Surfing through account pages where users show the clear intention of representing themselves through pictures, we might find pictures made by professional photographers or amateurs, webcam shots, images testifying a relationship – like pictures with friends or boy/girlfriends – pictures that recall a pleasant holiday or situation, details of a boy or a room, images of the past (of childhood, often), digital manipulations and ironic editing of images from film posters to imaginary characters, all that in professional or amateur “art galleries”. However, all those options should not be considered separately. In fact, it is quite likely that a single user might employ many, if not all of them during the lifetime of his or her account.

The underlying psychological reasons are not that simple to scrutinize and would need much more time to be explained. Still, if one attempts to deepen the subject regarding the characteristics of those platforms, it is downright clear that they respond to specific intentions and/or functionalities. Images are more straightforward and give the idea of a quicker way of communicating. Also, an image might often be used like a status update, though more direct and expressing that may be difficult to be syntetized in a few words. In his attempt of explaining this phenomenon, Sarachan refers to Walter Benjamin‘s “technologic unconscious”, namely the capacity of a picture to somehow fix and show us what our subconscious records without us noticing it.

Some records:

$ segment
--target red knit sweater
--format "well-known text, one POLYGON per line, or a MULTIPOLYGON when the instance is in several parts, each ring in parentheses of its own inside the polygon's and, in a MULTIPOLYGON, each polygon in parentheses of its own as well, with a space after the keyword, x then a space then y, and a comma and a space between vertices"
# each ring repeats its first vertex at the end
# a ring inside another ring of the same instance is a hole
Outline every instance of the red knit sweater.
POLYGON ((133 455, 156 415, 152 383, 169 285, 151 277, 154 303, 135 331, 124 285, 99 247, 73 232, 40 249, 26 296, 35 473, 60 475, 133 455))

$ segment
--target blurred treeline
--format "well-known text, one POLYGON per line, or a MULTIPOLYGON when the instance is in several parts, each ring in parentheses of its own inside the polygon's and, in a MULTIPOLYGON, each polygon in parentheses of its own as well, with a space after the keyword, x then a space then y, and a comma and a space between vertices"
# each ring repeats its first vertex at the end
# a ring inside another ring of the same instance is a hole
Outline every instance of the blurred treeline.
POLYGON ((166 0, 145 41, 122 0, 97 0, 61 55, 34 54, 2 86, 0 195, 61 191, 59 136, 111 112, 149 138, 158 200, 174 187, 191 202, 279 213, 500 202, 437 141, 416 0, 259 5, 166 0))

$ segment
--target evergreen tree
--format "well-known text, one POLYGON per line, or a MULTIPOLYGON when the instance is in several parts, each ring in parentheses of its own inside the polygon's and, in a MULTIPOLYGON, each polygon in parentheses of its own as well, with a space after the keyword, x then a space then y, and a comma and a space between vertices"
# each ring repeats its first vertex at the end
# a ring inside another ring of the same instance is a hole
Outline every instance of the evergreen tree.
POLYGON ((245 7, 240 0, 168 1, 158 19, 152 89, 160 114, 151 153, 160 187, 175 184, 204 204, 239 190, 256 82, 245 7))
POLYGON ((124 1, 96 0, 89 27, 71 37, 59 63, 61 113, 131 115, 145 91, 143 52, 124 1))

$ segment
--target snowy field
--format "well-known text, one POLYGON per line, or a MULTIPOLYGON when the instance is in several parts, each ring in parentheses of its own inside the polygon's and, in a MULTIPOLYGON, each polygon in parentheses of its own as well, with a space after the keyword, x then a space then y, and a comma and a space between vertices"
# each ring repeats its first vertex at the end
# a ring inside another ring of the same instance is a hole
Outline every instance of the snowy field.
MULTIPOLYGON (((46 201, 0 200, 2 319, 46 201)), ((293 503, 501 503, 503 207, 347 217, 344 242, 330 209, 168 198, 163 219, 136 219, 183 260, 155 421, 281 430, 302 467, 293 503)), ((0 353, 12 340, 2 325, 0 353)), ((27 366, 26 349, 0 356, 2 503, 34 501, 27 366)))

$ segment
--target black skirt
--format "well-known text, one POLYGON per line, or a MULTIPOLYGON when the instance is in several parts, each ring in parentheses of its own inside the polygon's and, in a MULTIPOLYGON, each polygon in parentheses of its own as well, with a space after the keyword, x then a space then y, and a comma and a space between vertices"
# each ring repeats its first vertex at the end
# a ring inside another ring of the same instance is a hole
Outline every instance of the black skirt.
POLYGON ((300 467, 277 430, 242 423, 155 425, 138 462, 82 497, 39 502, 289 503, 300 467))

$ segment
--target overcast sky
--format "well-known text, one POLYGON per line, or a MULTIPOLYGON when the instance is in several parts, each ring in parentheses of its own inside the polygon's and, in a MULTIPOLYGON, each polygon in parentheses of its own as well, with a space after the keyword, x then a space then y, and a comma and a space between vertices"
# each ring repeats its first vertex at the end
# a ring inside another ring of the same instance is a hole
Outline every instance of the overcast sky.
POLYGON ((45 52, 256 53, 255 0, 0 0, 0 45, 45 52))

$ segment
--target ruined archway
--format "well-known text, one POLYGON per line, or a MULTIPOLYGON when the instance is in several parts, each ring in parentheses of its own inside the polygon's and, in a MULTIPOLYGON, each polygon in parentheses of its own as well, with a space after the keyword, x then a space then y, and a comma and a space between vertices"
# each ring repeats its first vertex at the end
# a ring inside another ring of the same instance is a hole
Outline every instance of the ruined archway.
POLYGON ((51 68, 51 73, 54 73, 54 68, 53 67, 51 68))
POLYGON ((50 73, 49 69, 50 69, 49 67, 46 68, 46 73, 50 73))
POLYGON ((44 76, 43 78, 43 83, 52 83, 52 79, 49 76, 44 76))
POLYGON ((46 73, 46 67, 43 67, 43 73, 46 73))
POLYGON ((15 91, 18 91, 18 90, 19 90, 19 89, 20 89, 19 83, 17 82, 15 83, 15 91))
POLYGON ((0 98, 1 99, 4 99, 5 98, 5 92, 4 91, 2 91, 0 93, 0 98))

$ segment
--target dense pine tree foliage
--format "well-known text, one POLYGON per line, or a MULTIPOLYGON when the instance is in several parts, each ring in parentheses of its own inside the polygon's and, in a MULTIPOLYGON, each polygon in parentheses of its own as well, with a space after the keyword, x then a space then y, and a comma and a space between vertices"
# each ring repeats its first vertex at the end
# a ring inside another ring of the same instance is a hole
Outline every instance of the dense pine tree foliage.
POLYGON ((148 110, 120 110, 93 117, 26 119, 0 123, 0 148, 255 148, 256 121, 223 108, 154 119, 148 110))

§ **JOBS**
1. Summarize the passage on self-representation through pictures in two sentences.
2. Reproduce the passage on self-representation through pictures between "The underlying psychological" and "us noticing it.", inclusive.

§ **RESULTS OF THE EXERCISE**
1. Users who clearly intend to represent themselves through pictures on their account pages draw on many kinds of images, such as professional or amateur photos, webcam shots, pictures with friends, childhood images and ironic edits, and a single user may use many of them over the life of an account. The psychological reasons behind this are hard to scrutinize, but images seem a more straightforward and quicker way of communicating and can often work like a more direct status update.

2.
The underlying psychological reasons are not that simple to scrutinize and would need much more time to be explained. Still, if one attempts to deepen the subject regarding the characteristics of those platforms, it is downright clear that they respond to specific intentions and/or functionalities. Images are more straightforward and give the idea of a quicker way of communicating. Also, an image might often be used like a status update, though more direct and expressing that may be difficult to be syntetized in a few words. In his attempt of explaining this phenomenon, Sarachan refers to Walter Benjamin‘s “technologic unconscious”, namely the capacity of a picture to somehow fix and show us what our subconscious records without us noticing it.